In the records below, copy every line starting at the one with "Exercise. Find the flag stripe" and ending at the one with "pixel 190 257", requests included. Offset each point coordinate in the answers by -69.
>> BEGIN
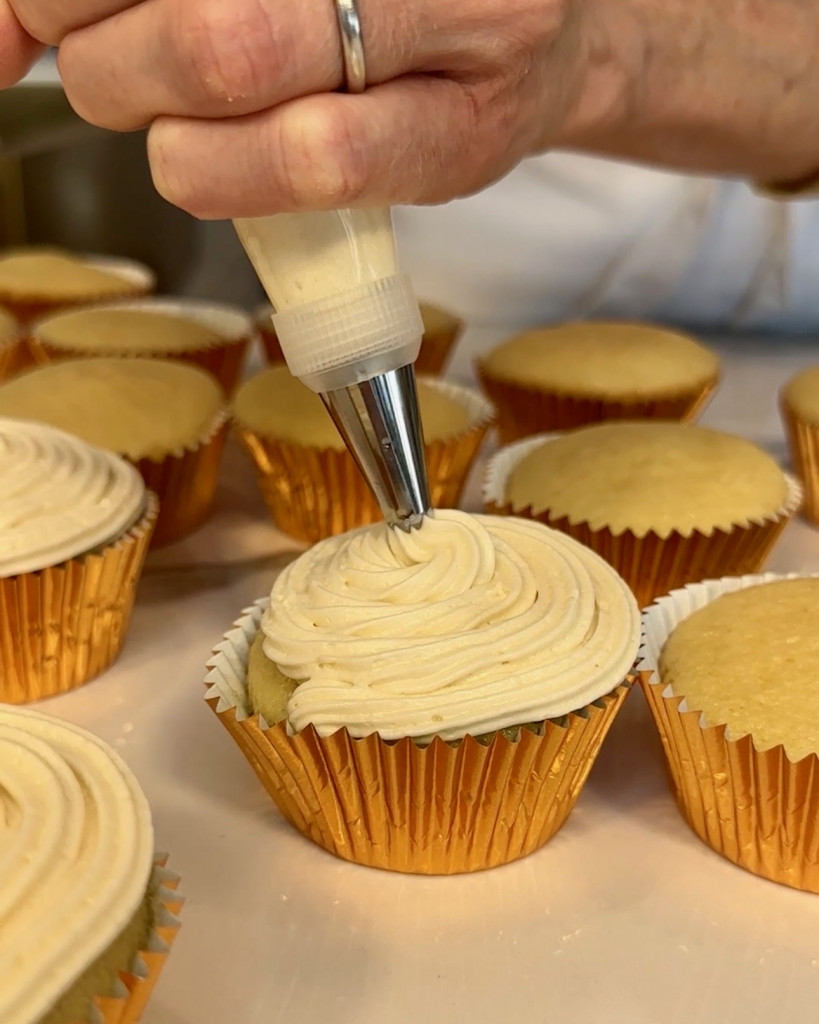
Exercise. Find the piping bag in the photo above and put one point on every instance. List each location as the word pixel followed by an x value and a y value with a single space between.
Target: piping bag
pixel 350 329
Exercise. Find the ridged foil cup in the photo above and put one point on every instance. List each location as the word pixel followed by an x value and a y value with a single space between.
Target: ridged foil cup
pixel 526 411
pixel 804 444
pixel 185 481
pixel 62 626
pixel 651 564
pixel 441 809
pixel 314 493
pixel 223 358
pixel 133 988
pixel 137 281
pixel 757 808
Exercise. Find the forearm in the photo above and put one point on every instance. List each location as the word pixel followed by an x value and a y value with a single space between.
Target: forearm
pixel 728 86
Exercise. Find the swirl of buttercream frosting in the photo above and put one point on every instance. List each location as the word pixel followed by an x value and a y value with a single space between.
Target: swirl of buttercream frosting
pixel 464 626
pixel 76 855
pixel 59 497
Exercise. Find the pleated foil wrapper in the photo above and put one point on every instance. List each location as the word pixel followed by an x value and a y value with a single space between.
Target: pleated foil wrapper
pixel 440 809
pixel 652 565
pixel 526 411
pixel 313 493
pixel 185 481
pixel 804 444
pixel 757 808
pixel 132 990
pixel 62 626
pixel 223 358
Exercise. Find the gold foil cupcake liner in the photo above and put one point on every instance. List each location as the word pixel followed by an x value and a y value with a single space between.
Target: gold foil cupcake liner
pixel 62 626
pixel 223 358
pixel 757 808
pixel 440 809
pixel 133 988
pixel 185 481
pixel 804 443
pixel 526 411
pixel 651 564
pixel 314 493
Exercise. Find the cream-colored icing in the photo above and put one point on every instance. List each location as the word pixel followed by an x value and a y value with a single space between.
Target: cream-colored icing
pixel 76 853
pixel 467 625
pixel 59 498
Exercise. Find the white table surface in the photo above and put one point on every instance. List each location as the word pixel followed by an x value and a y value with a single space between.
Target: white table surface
pixel 624 918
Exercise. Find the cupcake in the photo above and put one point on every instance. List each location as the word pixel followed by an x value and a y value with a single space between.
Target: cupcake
pixel 800 406
pixel 561 377
pixel 212 337
pixel 89 910
pixel 35 282
pixel 310 481
pixel 168 419
pixel 432 700
pixel 663 503
pixel 441 331
pixel 730 673
pixel 75 525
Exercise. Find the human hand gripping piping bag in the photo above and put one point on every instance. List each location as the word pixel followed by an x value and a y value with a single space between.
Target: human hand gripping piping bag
pixel 350 329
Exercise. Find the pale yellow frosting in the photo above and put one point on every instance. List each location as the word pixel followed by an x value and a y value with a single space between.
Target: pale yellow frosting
pixel 802 394
pixel 137 408
pixel 465 626
pixel 604 360
pixel 276 404
pixel 649 476
pixel 76 854
pixel 750 660
pixel 60 498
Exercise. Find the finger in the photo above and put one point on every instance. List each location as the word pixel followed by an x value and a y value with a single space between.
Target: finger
pixel 17 50
pixel 335 151
pixel 51 20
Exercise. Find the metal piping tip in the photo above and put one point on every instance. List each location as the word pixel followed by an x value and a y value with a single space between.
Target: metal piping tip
pixel 380 423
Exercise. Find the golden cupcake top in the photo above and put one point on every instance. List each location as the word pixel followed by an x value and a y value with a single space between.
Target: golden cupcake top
pixel 276 404
pixel 802 395
pixel 464 626
pixel 647 476
pixel 60 498
pixel 76 852
pixel 54 274
pixel 137 408
pixel 749 660
pixel 604 360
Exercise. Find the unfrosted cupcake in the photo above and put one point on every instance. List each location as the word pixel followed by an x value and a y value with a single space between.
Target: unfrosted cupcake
pixel 310 481
pixel 168 419
pixel 664 503
pixel 730 675
pixel 432 700
pixel 441 331
pixel 561 377
pixel 212 337
pixel 37 281
pixel 75 525
pixel 800 406
pixel 89 910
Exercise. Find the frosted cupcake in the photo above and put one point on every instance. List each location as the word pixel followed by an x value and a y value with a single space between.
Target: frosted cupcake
pixel 730 674
pixel 430 701
pixel 664 503
pixel 800 406
pixel 441 331
pixel 168 419
pixel 75 525
pixel 88 909
pixel 561 377
pixel 37 281
pixel 310 481
pixel 212 337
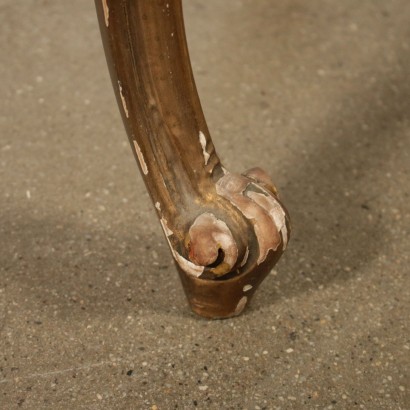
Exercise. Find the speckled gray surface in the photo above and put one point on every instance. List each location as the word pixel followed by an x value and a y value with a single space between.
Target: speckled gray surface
pixel 92 314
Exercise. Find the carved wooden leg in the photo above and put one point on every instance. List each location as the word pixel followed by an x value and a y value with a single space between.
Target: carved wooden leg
pixel 225 231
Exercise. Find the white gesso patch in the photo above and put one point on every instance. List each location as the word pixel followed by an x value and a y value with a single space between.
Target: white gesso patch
pixel 141 158
pixel 106 12
pixel 241 305
pixel 167 231
pixel 275 211
pixel 124 103
pixel 247 288
pixel 202 141
pixel 245 258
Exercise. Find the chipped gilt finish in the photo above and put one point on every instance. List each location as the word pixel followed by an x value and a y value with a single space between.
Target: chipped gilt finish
pixel 225 230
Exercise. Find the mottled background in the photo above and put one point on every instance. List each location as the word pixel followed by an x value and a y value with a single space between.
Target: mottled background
pixel 92 314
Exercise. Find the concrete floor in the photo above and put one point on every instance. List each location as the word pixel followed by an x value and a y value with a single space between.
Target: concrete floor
pixel 92 314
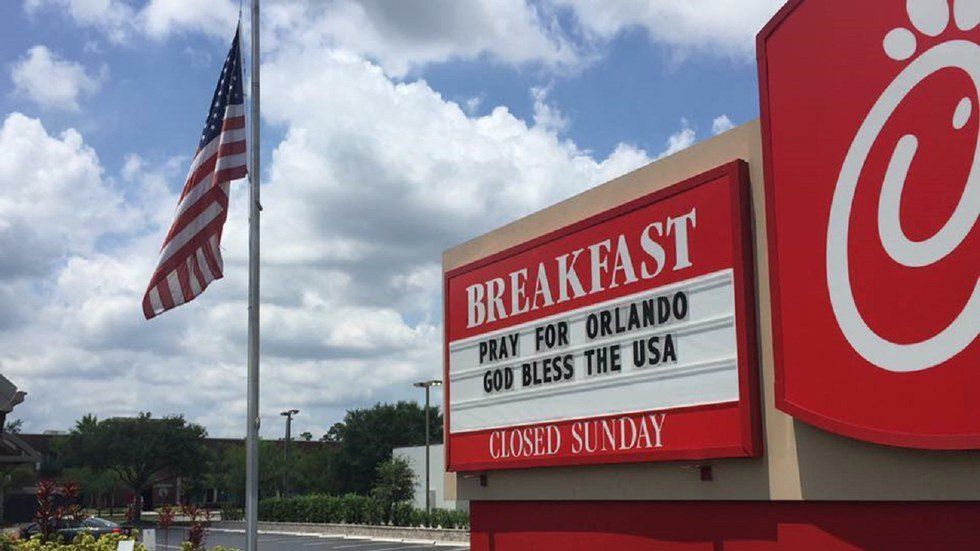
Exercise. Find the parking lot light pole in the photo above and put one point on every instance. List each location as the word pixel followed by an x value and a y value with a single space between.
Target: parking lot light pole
pixel 288 414
pixel 427 385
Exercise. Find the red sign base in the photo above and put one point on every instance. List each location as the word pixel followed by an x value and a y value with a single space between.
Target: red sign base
pixel 733 526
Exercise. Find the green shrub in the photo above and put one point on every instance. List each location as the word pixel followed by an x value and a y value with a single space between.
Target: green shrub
pixel 356 509
pixel 83 542
pixel 231 511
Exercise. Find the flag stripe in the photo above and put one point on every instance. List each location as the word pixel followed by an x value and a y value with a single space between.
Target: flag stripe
pixel 190 257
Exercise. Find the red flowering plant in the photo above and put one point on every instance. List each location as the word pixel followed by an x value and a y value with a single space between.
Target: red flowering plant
pixel 56 505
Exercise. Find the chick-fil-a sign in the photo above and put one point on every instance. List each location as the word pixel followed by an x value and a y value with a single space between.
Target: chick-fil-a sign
pixel 628 336
pixel 873 195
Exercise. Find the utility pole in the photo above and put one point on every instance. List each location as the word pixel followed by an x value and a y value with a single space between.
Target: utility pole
pixel 288 414
pixel 427 385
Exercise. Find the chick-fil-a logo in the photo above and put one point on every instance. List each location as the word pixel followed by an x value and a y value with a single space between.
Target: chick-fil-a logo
pixel 932 18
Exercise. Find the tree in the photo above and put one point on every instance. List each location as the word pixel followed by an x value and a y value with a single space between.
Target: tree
pixel 13 476
pixel 367 436
pixel 139 449
pixel 96 486
pixel 395 483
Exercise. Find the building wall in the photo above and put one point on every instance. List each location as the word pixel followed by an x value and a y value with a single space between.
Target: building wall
pixel 799 462
pixel 437 476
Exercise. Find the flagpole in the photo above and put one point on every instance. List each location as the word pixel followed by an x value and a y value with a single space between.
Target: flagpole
pixel 254 172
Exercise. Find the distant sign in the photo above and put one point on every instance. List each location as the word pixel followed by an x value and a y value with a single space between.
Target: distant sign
pixel 628 336
pixel 873 193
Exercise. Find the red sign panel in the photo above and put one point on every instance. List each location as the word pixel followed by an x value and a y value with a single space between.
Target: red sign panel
pixel 625 337
pixel 873 193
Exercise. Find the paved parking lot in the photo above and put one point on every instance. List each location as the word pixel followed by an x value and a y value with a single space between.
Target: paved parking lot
pixel 282 542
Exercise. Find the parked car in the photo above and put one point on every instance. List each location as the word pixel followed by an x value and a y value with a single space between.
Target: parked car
pixel 92 525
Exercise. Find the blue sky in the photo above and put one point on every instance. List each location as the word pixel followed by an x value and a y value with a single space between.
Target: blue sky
pixel 387 137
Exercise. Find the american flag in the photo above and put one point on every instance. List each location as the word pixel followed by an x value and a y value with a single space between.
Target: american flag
pixel 190 258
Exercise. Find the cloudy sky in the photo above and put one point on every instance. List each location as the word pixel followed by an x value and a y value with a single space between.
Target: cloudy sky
pixel 391 131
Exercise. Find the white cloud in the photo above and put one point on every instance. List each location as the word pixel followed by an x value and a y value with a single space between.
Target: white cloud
pixel 372 180
pixel 410 33
pixel 399 36
pixel 547 115
pixel 160 18
pixel 721 124
pixel 120 20
pixel 680 140
pixel 52 82
pixel 722 27
pixel 112 16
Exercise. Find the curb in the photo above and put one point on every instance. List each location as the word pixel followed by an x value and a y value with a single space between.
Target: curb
pixel 429 536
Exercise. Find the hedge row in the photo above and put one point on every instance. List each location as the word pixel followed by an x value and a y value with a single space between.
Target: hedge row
pixel 356 509
pixel 84 542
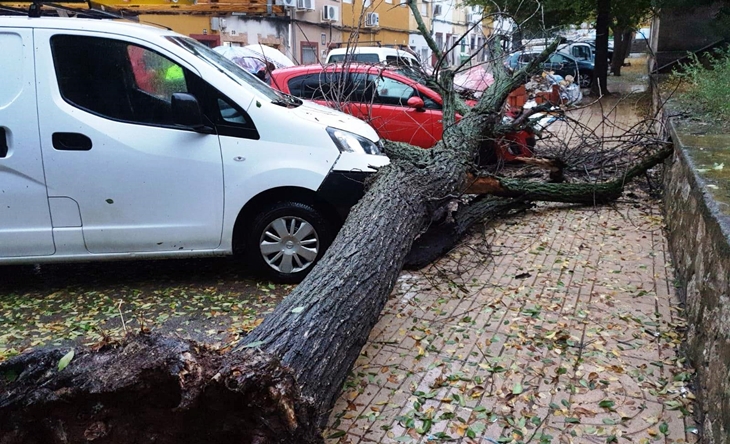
>> END
- Response to the exercise:
Exercise. Find the flag stripe in the photo above and put one point on every instance. List each location as the word pixel followed by an x value and a y value with a single space between.
Target: flag stripe
pixel 121 188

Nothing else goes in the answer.